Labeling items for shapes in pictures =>
--- Begin ---

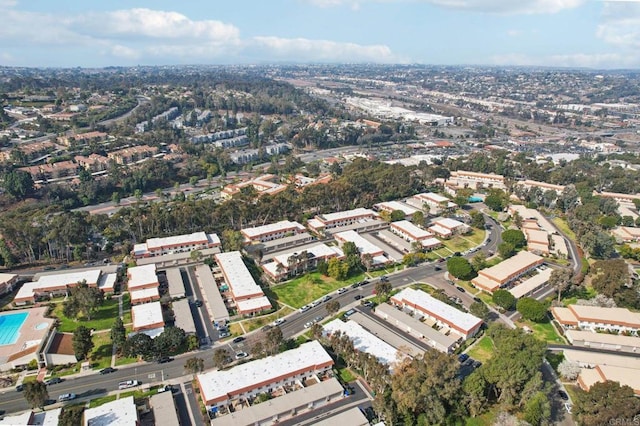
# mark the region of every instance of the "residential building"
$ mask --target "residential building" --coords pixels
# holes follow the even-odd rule
[[[374,313],[389,322],[389,324],[398,327],[416,339],[426,342],[440,352],[452,353],[457,346],[459,340],[457,336],[445,336],[434,330],[429,324],[419,321],[407,312],[400,311],[386,303],[376,306]]]
[[[246,243],[267,242],[296,234],[301,234],[306,228],[298,222],[281,220],[280,222],[267,225],[256,226],[254,228],[244,228],[240,232],[244,236]]]
[[[229,294],[238,314],[252,315],[271,309],[271,302],[256,284],[239,251],[219,253],[214,258],[226,284],[226,287],[219,288],[223,294]]]
[[[435,238],[431,232],[414,225],[408,220],[391,222],[389,230],[412,244],[419,243],[426,250],[433,250],[442,246],[442,241]]]
[[[333,359],[316,340],[277,355],[213,370],[196,376],[200,396],[207,409],[221,409],[239,399],[292,386],[333,367]]]
[[[217,234],[194,232],[172,237],[149,238],[145,243],[134,245],[131,254],[136,259],[139,259],[165,254],[188,253],[194,250],[216,247],[221,247],[220,238]]]
[[[312,231],[322,233],[327,229],[348,226],[357,222],[374,220],[378,217],[376,212],[370,209],[357,208],[336,213],[317,215],[309,219],[307,226]]]
[[[327,262],[332,258],[343,259],[344,253],[339,247],[328,246],[325,243],[306,247],[301,251],[290,251],[273,257],[272,262],[264,263],[262,270],[273,281],[297,275],[318,266],[321,260]]]
[[[626,308],[603,308],[599,306],[569,305],[551,308],[553,317],[565,328],[631,333],[640,329],[640,313]]]
[[[454,333],[466,340],[474,336],[482,326],[480,318],[459,311],[421,290],[405,288],[391,297],[391,303],[412,311],[414,315],[434,320],[445,335]]]
[[[84,426],[137,426],[138,409],[133,396],[84,410]]]
[[[471,283],[480,290],[493,293],[543,263],[544,258],[537,254],[521,251],[497,265],[478,271],[478,276]]]

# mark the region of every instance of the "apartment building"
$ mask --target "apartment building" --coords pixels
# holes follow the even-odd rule
[[[175,235],[172,237],[149,238],[144,243],[135,244],[131,254],[136,259],[140,259],[144,257],[204,250],[220,246],[220,238],[217,234],[194,232],[192,234]]]
[[[329,371],[333,364],[331,356],[314,340],[228,370],[198,374],[196,381],[207,409],[218,410],[234,401],[270,393],[281,386],[294,386],[305,379],[318,380],[318,375]]]

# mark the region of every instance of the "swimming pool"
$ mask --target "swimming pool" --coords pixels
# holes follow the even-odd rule
[[[0,315],[0,346],[11,345],[18,340],[20,327],[28,316],[28,312]]]

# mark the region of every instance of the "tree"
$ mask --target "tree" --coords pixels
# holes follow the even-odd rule
[[[503,259],[508,259],[516,254],[516,248],[510,243],[500,243],[498,245],[498,254],[500,254],[500,257]]]
[[[227,349],[220,348],[213,352],[213,366],[218,370],[221,370],[229,361],[231,361],[231,354]]]
[[[116,346],[117,350],[122,350],[127,340],[127,330],[124,328],[122,318],[116,317],[111,326],[111,342]]]
[[[542,322],[547,317],[547,306],[531,297],[521,297],[516,303],[516,309],[524,319]]]
[[[204,371],[204,360],[198,357],[189,358],[184,363],[184,369],[191,374],[197,374]]]
[[[325,305],[325,308],[327,308],[327,314],[334,315],[340,310],[340,302],[337,300],[330,300]]]
[[[23,199],[33,192],[31,174],[23,170],[13,170],[4,175],[4,190],[18,199]]]
[[[502,241],[513,245],[516,249],[527,245],[524,233],[519,229],[507,229],[502,233]]]
[[[494,291],[491,299],[493,300],[493,303],[507,311],[511,311],[516,307],[516,298],[513,294],[504,289]]]
[[[453,256],[447,260],[447,271],[461,280],[469,280],[475,276],[469,261],[461,256]]]
[[[473,302],[471,306],[469,306],[469,312],[483,321],[489,319],[489,308],[484,302]]]
[[[73,332],[72,345],[76,359],[78,361],[85,359],[93,349],[91,330],[84,325],[78,326]]]
[[[573,414],[583,425],[606,425],[640,414],[640,399],[633,389],[612,381],[595,383],[588,392],[578,389],[573,403]]]
[[[580,370],[580,365],[577,362],[569,361],[568,359],[563,359],[562,362],[558,364],[558,373],[567,380],[577,379]]]
[[[27,400],[31,408],[44,408],[44,404],[49,399],[49,391],[47,385],[43,382],[33,381],[24,384],[24,399]]]

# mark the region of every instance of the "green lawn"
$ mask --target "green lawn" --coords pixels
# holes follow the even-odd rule
[[[93,352],[91,352],[91,366],[102,370],[111,366],[111,333],[97,333],[93,335]]]
[[[351,285],[363,279],[364,274],[358,274],[345,281],[337,281],[318,272],[312,272],[284,284],[273,286],[270,290],[279,302],[300,308],[340,287]]]
[[[242,327],[244,327],[244,329],[248,333],[248,332],[256,330],[258,328],[262,328],[263,326],[265,326],[267,324],[271,324],[272,322],[274,322],[278,318],[285,317],[285,316],[289,315],[292,312],[293,312],[293,310],[291,308],[289,308],[287,306],[283,306],[280,310],[278,310],[277,312],[274,312],[272,314],[265,315],[265,316],[258,317],[258,318],[252,318],[250,320],[242,321]],[[232,330],[233,330],[233,328],[232,328]]]
[[[118,395],[108,395],[100,398],[95,398],[89,401],[89,408],[95,408],[102,404],[106,404],[107,402],[115,401],[118,398]]]
[[[473,359],[486,362],[493,356],[493,342],[489,336],[484,336],[467,351],[467,354]]]
[[[523,327],[525,325],[528,326],[533,331],[534,336],[536,336],[540,340],[544,340],[547,343],[567,343],[560,336],[558,336],[558,333],[556,333],[556,330],[553,328],[551,321],[537,323],[528,320],[520,320],[517,322],[517,324],[520,327]]]
[[[53,310],[53,316],[60,320],[58,331],[63,333],[73,333],[79,326],[84,325],[94,330],[109,330],[113,325],[113,320],[118,316],[118,299],[105,300],[98,311],[91,317],[91,320],[67,318],[62,313],[63,305],[58,303]],[[131,322],[131,312],[124,314],[124,323]]]

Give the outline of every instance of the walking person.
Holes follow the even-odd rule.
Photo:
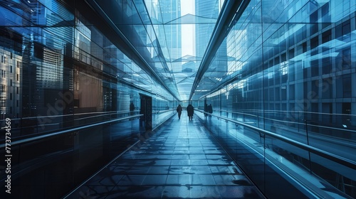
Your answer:
[[[194,114],[194,107],[192,104],[189,104],[187,107],[187,112],[188,113],[188,117],[189,120],[193,120],[193,114]]]
[[[213,113],[213,107],[211,106],[211,104],[209,104],[209,106],[207,107],[207,111],[209,114]],[[209,114],[209,117],[211,117],[211,115]]]
[[[182,106],[180,104],[178,105],[177,107],[177,112],[178,113],[178,119],[180,119],[180,115],[182,114],[182,110],[183,109],[182,108]]]

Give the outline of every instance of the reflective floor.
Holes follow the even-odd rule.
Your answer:
[[[67,198],[263,198],[200,122],[184,113],[146,133]]]

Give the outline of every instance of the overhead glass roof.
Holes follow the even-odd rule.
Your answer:
[[[146,0],[145,24],[152,26],[151,36],[158,52],[155,66],[167,65],[172,78],[169,88],[187,100],[197,71],[216,23],[221,1]],[[138,4],[134,1],[135,4]],[[159,72],[159,76],[164,76]]]
[[[189,100],[223,4],[224,0],[92,1],[146,65],[139,65],[142,73],[154,74],[179,100]]]

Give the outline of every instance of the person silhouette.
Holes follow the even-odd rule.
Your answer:
[[[189,104],[187,107],[187,112],[188,113],[188,117],[189,120],[193,120],[193,114],[194,114],[194,107],[192,104]]]
[[[182,114],[182,110],[183,109],[182,108],[182,106],[180,104],[178,105],[177,107],[177,112],[178,113],[178,119],[180,119],[180,116]]]

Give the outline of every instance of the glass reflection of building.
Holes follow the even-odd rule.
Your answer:
[[[139,109],[141,95],[152,95],[157,110],[178,104],[162,82],[120,48],[124,43],[112,32],[92,23],[95,20],[88,14],[74,11],[65,1],[0,2],[1,119],[14,119],[23,129],[42,125],[14,129],[14,135],[92,124],[98,121],[75,123],[73,117],[127,111],[130,102]],[[120,10],[118,17],[112,17],[118,20],[118,28],[137,53],[151,67],[157,66],[152,70],[159,75],[172,72],[165,64],[168,69],[169,65],[179,69],[174,72],[197,72],[210,39],[206,30],[215,26],[204,23],[218,18],[224,1],[195,1],[196,51],[195,56],[187,56],[192,62],[174,62],[184,58],[180,1],[162,1],[159,6],[152,1],[147,8],[157,16],[157,21],[150,21],[152,26],[147,24],[148,15],[141,16],[145,23],[139,21],[135,1],[110,1]],[[104,7],[105,2],[98,4]],[[314,125],[311,132],[354,141],[350,132],[356,126],[355,1],[249,2],[240,19],[229,24],[232,25],[225,39],[212,55],[201,78],[209,80],[202,80],[195,91],[205,95],[182,100],[199,103],[197,107],[208,101],[221,112],[282,121],[261,122],[273,132],[278,130],[273,125],[297,131],[299,124],[290,124],[310,122]],[[155,29],[163,26],[165,32]],[[160,47],[162,50],[156,51]],[[194,78],[187,77],[192,82]],[[211,89],[215,92],[209,93]]]
[[[22,57],[0,48],[1,62],[0,80],[1,119],[19,118],[21,114],[21,75]]]

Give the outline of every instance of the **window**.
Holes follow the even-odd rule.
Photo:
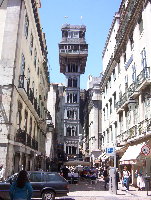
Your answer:
[[[134,48],[133,35],[130,36],[130,46],[131,46],[131,50],[132,50]]]
[[[143,48],[143,50],[141,51],[141,65],[142,65],[143,69],[147,67],[145,48]]]
[[[32,55],[32,51],[33,51],[33,40],[34,40],[33,34],[31,33],[31,35],[30,35],[30,46],[29,46],[31,55]]]
[[[24,124],[24,129],[27,133],[27,124],[28,124],[28,112],[25,110],[25,124]]]
[[[18,126],[19,128],[21,127],[21,121],[22,121],[22,103],[19,101],[18,102]]]
[[[28,37],[28,31],[29,31],[29,19],[28,19],[28,16],[27,14],[25,15],[25,37],[27,38]]]
[[[128,88],[128,75],[125,76],[125,88]]]
[[[115,108],[115,106],[116,106],[116,92],[114,92],[113,97],[114,97],[114,108]]]
[[[79,31],[68,31],[68,38],[79,38]]]
[[[134,65],[132,65],[132,80],[133,80],[133,82],[136,82],[136,67],[135,67],[135,63],[134,63]]]
[[[110,102],[110,114],[112,113],[112,99],[109,100]]]
[[[35,48],[35,51],[34,51],[34,66],[36,68],[36,65],[37,65],[37,50]]]
[[[126,62],[126,51],[124,52],[124,63]]]
[[[47,173],[46,174],[46,181],[50,182],[50,181],[60,181],[62,180],[62,178],[60,176],[58,176],[57,174],[52,174],[52,173]]]
[[[68,93],[67,94],[67,103],[77,103],[77,94]]]
[[[29,127],[29,134],[32,134],[32,117],[30,117],[30,127]]]
[[[118,74],[120,73],[121,68],[120,68],[120,63],[118,63]]]
[[[77,78],[68,78],[68,87],[77,87]]]
[[[43,173],[31,173],[29,174],[30,182],[44,182],[44,174]]]
[[[113,80],[116,80],[116,74],[115,74],[115,69],[113,69]]]
[[[76,63],[68,63],[68,72],[78,72],[78,65]]]
[[[142,19],[142,16],[138,20],[138,25],[139,25],[139,33],[141,34],[143,32],[143,19]]]
[[[24,71],[25,71],[25,57],[24,55],[22,54],[22,57],[21,57],[21,72],[20,72],[20,75],[24,75]]]

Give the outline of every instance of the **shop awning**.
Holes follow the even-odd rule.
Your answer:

--- End ---

Please list every line of the material above that contains the word "green". Copy each such line in full.

Result of this task =>
# mark the region of every instance of the "green lawn"
$ mask --target "green lawn" --coords pixels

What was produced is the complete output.